### Exercise directions
Please put every line of the records below into a JSON list of strings, one string per line, leaving out blank lines.

### Dataset records
>> START

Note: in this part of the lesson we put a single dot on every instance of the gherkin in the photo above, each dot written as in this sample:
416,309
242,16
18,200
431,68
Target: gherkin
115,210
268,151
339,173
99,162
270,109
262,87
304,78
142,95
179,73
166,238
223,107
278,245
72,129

>> END

### Solution
[
  "Note: in this part of the lesson we put a single dot on every instance of the gherkin in the photo above, each dot written as in this sample:",
  "416,309",
  "242,16",
  "18,200",
  "431,68",
  "Target: gherkin",
  "115,210",
  "268,151",
  "339,173",
  "99,162",
  "270,109",
  "262,87",
  "304,78",
  "142,95",
  "179,73",
  "166,238",
  "223,107",
  "278,245",
  "72,129"
]